(Region pointing data)

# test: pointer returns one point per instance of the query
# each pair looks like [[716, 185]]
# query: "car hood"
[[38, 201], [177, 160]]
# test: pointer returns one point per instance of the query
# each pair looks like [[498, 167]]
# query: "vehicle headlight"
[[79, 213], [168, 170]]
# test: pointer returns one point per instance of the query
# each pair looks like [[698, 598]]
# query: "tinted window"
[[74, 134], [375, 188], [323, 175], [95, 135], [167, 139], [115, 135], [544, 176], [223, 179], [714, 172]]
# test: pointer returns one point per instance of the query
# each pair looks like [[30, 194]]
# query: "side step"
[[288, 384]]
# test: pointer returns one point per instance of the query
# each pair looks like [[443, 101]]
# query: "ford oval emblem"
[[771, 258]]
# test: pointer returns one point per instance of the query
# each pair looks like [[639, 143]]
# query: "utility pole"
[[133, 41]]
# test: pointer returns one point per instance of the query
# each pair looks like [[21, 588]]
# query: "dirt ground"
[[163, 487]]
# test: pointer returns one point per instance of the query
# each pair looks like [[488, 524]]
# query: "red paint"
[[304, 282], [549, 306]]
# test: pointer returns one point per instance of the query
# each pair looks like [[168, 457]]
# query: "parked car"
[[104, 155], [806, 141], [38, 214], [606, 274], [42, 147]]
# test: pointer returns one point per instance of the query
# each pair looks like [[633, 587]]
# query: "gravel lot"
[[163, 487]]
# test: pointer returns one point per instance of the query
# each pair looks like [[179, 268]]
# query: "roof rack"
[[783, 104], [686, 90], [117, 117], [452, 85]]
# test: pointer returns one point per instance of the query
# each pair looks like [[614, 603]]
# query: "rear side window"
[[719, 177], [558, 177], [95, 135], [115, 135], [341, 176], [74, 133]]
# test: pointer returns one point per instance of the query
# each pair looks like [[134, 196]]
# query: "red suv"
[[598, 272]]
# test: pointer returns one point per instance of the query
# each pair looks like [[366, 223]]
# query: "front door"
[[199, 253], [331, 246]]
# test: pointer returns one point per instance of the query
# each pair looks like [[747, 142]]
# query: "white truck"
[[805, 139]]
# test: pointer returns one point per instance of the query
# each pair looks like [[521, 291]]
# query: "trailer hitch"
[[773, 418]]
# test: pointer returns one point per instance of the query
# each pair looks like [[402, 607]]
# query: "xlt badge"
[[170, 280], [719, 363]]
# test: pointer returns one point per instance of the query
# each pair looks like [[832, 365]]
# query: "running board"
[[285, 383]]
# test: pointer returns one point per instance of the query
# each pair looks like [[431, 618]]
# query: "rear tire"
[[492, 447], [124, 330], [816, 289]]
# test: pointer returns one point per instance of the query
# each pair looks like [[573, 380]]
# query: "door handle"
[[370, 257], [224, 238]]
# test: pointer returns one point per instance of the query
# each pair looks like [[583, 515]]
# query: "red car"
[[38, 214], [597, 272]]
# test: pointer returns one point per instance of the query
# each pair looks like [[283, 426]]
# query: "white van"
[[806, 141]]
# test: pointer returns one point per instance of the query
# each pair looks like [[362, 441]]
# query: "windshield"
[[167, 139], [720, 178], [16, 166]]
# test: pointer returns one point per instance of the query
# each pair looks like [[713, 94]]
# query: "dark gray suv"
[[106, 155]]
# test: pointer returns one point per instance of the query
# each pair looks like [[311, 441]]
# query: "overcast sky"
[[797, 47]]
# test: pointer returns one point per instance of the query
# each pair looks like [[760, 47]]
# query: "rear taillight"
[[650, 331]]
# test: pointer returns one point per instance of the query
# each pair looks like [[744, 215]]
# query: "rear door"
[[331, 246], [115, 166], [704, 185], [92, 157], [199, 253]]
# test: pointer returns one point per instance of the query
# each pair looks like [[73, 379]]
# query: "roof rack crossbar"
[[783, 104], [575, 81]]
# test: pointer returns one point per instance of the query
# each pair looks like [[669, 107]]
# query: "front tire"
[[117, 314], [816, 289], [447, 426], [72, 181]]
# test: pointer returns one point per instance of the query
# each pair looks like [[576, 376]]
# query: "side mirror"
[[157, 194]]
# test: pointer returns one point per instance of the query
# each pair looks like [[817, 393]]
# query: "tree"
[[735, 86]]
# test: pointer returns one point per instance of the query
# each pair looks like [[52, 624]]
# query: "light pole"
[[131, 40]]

Work required:
Repeat all the entries above without altering anything.

Response to the exercise:
# test: pointer returns one point per instance of the query
# each pair looks like [[716, 185]]
# query: "car hood"
[[38, 201], [177, 160]]
# test: pointer returns one point per instance of the query
# each pair looks like [[498, 167]]
# query: "vehicle headlight"
[[79, 213], [168, 170]]
# test: pointer returns one point per instance of the query
# each pair looks like [[698, 598]]
# query: "tinted window"
[[74, 134], [375, 188], [323, 175], [95, 135], [167, 139], [115, 135], [544, 176], [223, 179], [714, 172]]
# test: pointer returns one point per instance of the query
# each pair looks like [[30, 194]]
# query: "side step"
[[288, 384]]
# test: pointer returns one point per instance of the query
# each pair looks like [[443, 101]]
# query: "ford oval emblem"
[[771, 258]]
# test: pointer returns one point per instance of the query
# each pair looks like [[639, 143]]
# query: "utility pole"
[[133, 41]]
# test: pointer returns one point per instance of the query
# each pair looks like [[21, 588]]
# query: "dirt ground"
[[163, 487]]
# test: pointer returns one point per instance of the query
# each pair looks like [[488, 524]]
# query: "red paint"
[[304, 282], [549, 306]]
# test: pointer returns one point per instance of the query
# each pair looks like [[168, 457]]
# query: "parked car"
[[104, 155], [806, 141], [38, 214], [606, 274], [42, 147]]
# test: pointer returns one point per instance of the query
# each pair looks like [[633, 587]]
# query: "gravel lot"
[[163, 487]]
# test: pointer returns one point per instance of the query
# each pair looks like [[179, 268]]
# query: "roof rack"
[[783, 104], [686, 90], [117, 117], [452, 85]]
# test: pointer returns one point per instance of the query
# each pair looks like [[614, 603]]
# query: "rear side window"
[[719, 177], [558, 177], [95, 135], [115, 135], [341, 176], [74, 133]]
# test: pointer returns one point per instance of the query
# each pair looks like [[134, 196]]
# query: "red suv"
[[598, 272]]
# test: pointer returns one point per instance of the query
# each pair looks like [[366, 223]]
# query: "front door"
[[199, 253], [331, 246]]
# test: pointer returns one point per instance of the query
# each pair looks like [[747, 142]]
# query: "white truck"
[[805, 139]]
# test: pointer returns one point per instance of the query
# each pair looks like [[521, 291]]
# query: "trailer hitch"
[[773, 418]]
# test: pointer returns one point per instance of the query
# each pair looks like [[402, 607]]
# query: "xlt badge"
[[170, 280], [719, 363]]
# test: pointer returns one point per instance of the query
# each pair looks like [[832, 365]]
# query: "running board"
[[285, 383]]
# test: pointer returns one point per instance of the query
# each pair looks like [[431, 618]]
# query: "rear tire"
[[492, 447], [124, 330], [816, 289]]
# test: pointer returns one point per instance of the query
# each pair looks like [[573, 380]]
# query: "door handle"
[[370, 257], [224, 238]]
# test: pointer returns one point per instance of the query
# each pair looks like [[583, 515]]
# query: "red car"
[[38, 214], [597, 272]]
# test: pointer returns one point per instance of the query
# each pair looks like [[283, 426]]
# query: "white van"
[[806, 141]]
# test: pointer returns one point per instance of the query
# each pair looks like [[362, 441]]
# query: "windshield"
[[167, 139], [720, 178], [16, 166]]
# test: pointer returns one point per instance of the query
# each pair looks like [[713, 94]]
# query: "dark gray suv"
[[106, 155]]
# test: pointer returns one point per instance of the query
# each pair looks like [[311, 441]]
# query: "overcast sky"
[[797, 47]]
# test: pointer returns one point per instance of the query
# each pair looks like [[760, 47]]
# query: "rear taillight"
[[650, 331]]
# test: pointer returns one point per instance of the query
# each pair looks like [[744, 215]]
# query: "rear door"
[[331, 246], [115, 166], [704, 185], [92, 157], [199, 253]]
# test: pointer returns one point per instance of the query
# each pair looks like [[73, 379]]
# query: "roof rack crossbar"
[[783, 104], [575, 81]]
# test: pointer returns one point per instance of the query
# each pair looks like [[669, 107]]
# query: "front tire"
[[117, 314], [816, 289], [447, 426], [72, 181]]
# test: pointer returns one point per instance of the query
# each pair looks like [[576, 376]]
# query: "side mirror"
[[157, 194]]
# test: pointer returns one point per instance of the query
# each pair looks like [[817, 393]]
# query: "tree"
[[735, 86]]
# test: pointer returns one point per instance of the query
# each pair looks like [[52, 624]]
# query: "light pole"
[[131, 40]]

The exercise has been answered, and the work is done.